### What you should do
Please render the lines starting at the one containing "Scouting pass: put a marker on the drill press, one" and ending at the one containing "[(340, 114)]" as a numbered list, leaving out any blank lines.

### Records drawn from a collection
------
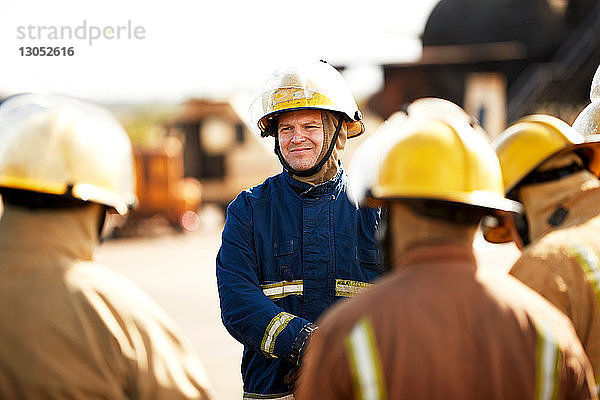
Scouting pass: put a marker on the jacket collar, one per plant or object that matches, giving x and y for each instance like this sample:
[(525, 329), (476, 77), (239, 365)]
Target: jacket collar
[(50, 234), (306, 190), (443, 252)]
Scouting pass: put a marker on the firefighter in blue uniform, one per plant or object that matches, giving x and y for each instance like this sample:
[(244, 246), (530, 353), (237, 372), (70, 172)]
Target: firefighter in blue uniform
[(295, 244)]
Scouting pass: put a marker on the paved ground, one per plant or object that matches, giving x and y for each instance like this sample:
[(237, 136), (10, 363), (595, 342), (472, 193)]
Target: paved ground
[(178, 271)]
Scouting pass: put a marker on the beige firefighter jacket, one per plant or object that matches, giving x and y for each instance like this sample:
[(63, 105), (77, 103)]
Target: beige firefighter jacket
[(71, 329), (437, 328), (563, 265)]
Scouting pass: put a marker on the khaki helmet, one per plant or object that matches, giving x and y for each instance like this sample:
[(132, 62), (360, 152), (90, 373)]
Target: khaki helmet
[(526, 145), (312, 85), (65, 147), (433, 159)]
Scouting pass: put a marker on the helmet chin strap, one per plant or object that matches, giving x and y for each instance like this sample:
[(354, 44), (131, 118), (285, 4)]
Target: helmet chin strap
[(316, 168)]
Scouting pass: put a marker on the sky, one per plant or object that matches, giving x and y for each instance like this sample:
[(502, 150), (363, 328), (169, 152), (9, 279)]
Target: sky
[(167, 51)]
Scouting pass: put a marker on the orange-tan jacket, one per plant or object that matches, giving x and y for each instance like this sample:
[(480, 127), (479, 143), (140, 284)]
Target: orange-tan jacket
[(564, 266), (70, 328), (437, 328)]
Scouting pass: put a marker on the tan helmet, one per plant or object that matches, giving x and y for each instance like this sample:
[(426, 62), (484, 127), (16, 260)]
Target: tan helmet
[(526, 145), (309, 85), (429, 158), (61, 146)]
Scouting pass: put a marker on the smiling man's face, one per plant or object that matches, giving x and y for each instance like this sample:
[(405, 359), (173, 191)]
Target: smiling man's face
[(301, 138)]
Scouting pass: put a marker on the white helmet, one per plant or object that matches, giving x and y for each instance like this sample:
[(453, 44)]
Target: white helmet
[(62, 146), (310, 85)]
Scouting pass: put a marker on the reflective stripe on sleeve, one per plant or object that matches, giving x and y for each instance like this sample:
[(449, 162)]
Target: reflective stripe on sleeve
[(278, 290), (277, 324), (588, 259), (548, 358), (365, 362), (348, 288)]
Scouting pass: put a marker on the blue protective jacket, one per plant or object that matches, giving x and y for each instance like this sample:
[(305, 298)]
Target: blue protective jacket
[(289, 250)]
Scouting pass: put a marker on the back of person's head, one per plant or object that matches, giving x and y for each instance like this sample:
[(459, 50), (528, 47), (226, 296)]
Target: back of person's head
[(439, 166), (58, 152)]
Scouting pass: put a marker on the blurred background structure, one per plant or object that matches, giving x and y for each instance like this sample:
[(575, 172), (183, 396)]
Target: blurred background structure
[(501, 59)]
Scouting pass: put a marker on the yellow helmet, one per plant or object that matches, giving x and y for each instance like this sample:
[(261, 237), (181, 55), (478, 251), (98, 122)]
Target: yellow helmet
[(433, 159), (312, 85), (65, 147), (526, 145), (531, 141)]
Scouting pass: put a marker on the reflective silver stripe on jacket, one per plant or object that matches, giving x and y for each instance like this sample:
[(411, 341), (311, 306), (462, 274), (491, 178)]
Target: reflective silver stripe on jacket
[(548, 359), (251, 396), (278, 290), (588, 259), (277, 324), (589, 262), (348, 288), (365, 362)]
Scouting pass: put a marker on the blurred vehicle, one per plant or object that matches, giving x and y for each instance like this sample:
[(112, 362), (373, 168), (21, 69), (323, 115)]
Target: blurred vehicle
[(220, 150), (162, 188)]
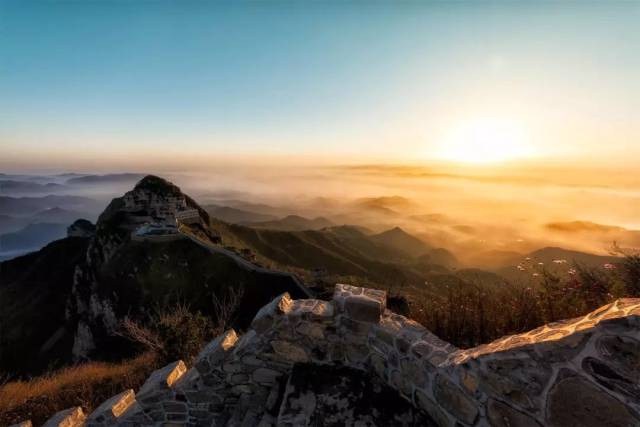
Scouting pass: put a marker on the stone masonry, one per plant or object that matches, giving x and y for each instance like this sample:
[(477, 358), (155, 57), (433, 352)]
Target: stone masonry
[(578, 372)]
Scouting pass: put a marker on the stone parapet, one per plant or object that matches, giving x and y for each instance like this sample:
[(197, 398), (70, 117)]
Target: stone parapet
[(581, 371)]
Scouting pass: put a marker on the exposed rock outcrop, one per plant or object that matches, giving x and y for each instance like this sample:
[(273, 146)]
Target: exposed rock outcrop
[(91, 309), (578, 372), (81, 228)]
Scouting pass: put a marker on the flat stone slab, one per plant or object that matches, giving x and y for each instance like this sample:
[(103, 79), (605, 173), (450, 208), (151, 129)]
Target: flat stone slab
[(361, 304), (72, 417), (112, 408), (163, 378)]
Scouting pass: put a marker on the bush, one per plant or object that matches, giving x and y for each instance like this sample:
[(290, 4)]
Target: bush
[(468, 314), (177, 333), (174, 333)]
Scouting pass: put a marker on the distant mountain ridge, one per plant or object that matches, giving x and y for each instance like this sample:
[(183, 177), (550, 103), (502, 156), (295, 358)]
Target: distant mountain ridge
[(293, 223), (114, 276)]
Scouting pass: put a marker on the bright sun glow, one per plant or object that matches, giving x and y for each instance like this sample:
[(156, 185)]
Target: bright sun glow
[(486, 141)]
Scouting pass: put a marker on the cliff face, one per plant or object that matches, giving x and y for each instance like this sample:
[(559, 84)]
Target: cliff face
[(93, 306), (350, 361)]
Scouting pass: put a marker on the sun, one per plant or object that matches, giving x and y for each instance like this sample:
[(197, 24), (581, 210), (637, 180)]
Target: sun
[(486, 141)]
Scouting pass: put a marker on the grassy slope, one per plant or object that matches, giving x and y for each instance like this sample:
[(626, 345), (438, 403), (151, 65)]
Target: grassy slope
[(146, 274), (85, 385)]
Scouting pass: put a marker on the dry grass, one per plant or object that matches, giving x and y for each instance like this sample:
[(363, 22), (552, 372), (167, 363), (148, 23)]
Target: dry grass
[(85, 385)]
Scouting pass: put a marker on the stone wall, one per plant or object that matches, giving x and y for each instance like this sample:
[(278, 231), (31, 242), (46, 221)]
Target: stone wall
[(578, 372)]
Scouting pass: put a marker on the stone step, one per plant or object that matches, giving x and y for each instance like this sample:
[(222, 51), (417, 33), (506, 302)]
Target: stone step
[(160, 382), (112, 409), (72, 417), (215, 351)]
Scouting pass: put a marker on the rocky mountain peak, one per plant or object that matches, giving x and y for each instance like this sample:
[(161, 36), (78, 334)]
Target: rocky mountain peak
[(160, 186)]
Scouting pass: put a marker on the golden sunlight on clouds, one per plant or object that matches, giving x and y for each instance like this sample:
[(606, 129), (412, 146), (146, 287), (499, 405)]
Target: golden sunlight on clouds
[(486, 141)]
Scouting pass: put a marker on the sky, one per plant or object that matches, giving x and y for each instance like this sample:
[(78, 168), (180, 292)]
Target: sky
[(135, 84)]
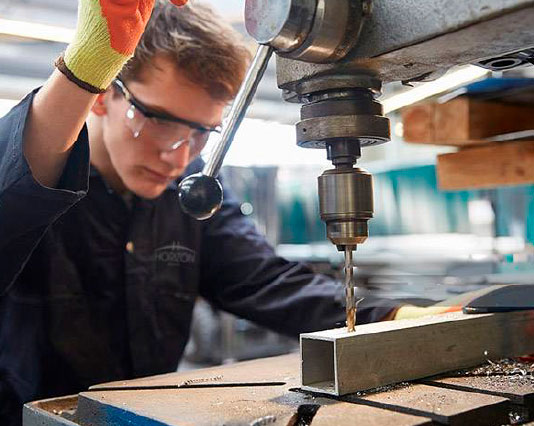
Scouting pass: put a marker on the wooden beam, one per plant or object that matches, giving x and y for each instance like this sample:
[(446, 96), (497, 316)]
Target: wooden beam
[(498, 164), (337, 362), (463, 121)]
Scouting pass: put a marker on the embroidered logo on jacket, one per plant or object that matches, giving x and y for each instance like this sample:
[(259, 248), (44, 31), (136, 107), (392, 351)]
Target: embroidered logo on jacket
[(174, 254)]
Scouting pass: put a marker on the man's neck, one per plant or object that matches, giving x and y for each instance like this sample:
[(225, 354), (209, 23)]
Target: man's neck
[(100, 157)]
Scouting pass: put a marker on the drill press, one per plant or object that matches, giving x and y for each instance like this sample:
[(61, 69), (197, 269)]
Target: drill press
[(340, 114)]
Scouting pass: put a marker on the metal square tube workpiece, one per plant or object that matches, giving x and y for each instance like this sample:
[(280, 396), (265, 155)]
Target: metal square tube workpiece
[(336, 362)]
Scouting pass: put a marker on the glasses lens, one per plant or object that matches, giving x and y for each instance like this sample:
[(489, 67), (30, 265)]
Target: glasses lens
[(135, 120)]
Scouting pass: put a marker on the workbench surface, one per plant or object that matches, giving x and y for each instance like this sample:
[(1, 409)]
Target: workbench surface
[(266, 392)]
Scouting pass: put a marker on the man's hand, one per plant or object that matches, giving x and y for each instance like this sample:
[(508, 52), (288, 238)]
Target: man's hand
[(107, 34)]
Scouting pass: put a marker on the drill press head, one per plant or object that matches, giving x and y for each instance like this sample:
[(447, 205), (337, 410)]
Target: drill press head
[(340, 111), (342, 122)]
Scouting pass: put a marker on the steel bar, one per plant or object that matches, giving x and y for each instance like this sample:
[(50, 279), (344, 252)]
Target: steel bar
[(336, 362)]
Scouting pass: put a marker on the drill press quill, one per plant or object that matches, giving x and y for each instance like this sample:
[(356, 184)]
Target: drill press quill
[(340, 113)]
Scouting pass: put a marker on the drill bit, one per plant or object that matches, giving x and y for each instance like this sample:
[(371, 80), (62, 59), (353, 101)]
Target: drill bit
[(349, 290)]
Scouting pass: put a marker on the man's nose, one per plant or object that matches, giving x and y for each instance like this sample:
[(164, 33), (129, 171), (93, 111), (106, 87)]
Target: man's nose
[(177, 154)]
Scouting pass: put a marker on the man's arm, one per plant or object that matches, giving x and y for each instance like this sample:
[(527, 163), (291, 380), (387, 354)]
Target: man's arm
[(56, 118), (242, 275), (44, 154)]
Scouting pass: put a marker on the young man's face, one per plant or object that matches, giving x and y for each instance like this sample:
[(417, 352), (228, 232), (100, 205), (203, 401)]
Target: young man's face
[(147, 154)]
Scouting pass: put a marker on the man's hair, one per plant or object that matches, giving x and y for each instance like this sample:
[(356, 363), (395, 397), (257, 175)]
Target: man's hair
[(203, 48)]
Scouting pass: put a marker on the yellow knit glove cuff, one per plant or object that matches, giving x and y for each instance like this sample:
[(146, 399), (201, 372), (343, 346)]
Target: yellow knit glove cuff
[(90, 61)]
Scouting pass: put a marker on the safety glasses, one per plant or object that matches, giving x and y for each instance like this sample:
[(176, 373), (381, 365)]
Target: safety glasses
[(161, 127)]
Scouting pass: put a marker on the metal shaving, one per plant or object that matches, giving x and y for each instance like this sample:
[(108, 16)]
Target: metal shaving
[(505, 367), (380, 389), (200, 380)]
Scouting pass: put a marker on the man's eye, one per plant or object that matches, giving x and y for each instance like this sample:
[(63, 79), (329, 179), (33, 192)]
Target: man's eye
[(161, 123)]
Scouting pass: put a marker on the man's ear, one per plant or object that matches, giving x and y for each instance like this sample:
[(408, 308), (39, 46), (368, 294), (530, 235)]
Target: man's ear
[(99, 108)]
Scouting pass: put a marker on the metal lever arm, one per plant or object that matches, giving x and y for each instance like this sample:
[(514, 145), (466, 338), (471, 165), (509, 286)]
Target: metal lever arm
[(201, 194)]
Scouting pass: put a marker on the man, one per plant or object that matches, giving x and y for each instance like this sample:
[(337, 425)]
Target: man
[(99, 267)]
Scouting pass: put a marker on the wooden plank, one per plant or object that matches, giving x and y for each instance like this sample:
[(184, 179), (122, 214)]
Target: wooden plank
[(251, 406), (443, 406), (346, 414), (498, 164), (463, 121), (337, 362)]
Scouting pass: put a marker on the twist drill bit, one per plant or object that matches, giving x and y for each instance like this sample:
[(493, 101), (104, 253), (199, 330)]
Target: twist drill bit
[(349, 290)]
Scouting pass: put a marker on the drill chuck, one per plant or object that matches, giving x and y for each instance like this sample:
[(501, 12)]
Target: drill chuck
[(346, 204)]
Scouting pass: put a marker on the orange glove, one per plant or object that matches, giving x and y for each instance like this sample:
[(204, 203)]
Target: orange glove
[(106, 36)]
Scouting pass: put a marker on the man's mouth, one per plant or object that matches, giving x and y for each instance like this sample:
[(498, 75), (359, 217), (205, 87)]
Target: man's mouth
[(157, 177)]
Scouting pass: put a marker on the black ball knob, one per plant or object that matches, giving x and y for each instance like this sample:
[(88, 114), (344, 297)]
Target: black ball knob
[(200, 196)]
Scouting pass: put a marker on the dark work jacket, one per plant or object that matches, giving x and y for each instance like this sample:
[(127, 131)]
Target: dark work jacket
[(95, 290)]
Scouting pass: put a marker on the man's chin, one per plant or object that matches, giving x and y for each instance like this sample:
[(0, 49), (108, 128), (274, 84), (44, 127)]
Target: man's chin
[(148, 191)]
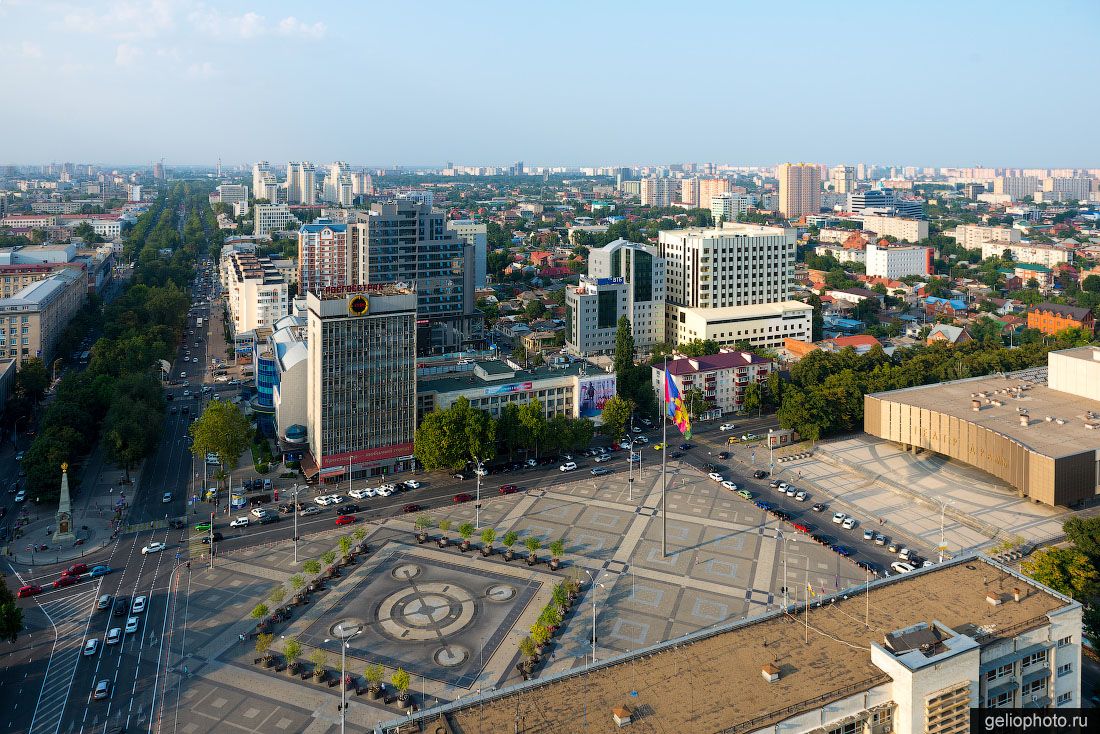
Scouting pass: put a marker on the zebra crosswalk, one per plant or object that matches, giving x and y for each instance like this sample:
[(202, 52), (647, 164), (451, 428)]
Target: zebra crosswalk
[(69, 616)]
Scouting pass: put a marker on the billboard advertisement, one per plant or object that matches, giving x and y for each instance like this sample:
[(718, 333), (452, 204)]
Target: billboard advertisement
[(592, 393), (512, 387)]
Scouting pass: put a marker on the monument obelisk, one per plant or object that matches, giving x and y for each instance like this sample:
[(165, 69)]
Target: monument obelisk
[(64, 533)]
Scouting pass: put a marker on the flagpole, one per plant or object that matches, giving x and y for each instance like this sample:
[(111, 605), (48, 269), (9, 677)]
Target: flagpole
[(664, 458)]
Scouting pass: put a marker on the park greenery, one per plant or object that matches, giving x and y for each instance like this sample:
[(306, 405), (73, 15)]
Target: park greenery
[(1073, 569), (119, 395)]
------
### Response
1. Scouting pass: put a marker on the drill press, one per plant or object that matches, giving x and y for each instance like this sample:
2. [(61, 69), (197, 269)]
3. Target: drill press
4. [(340, 114)]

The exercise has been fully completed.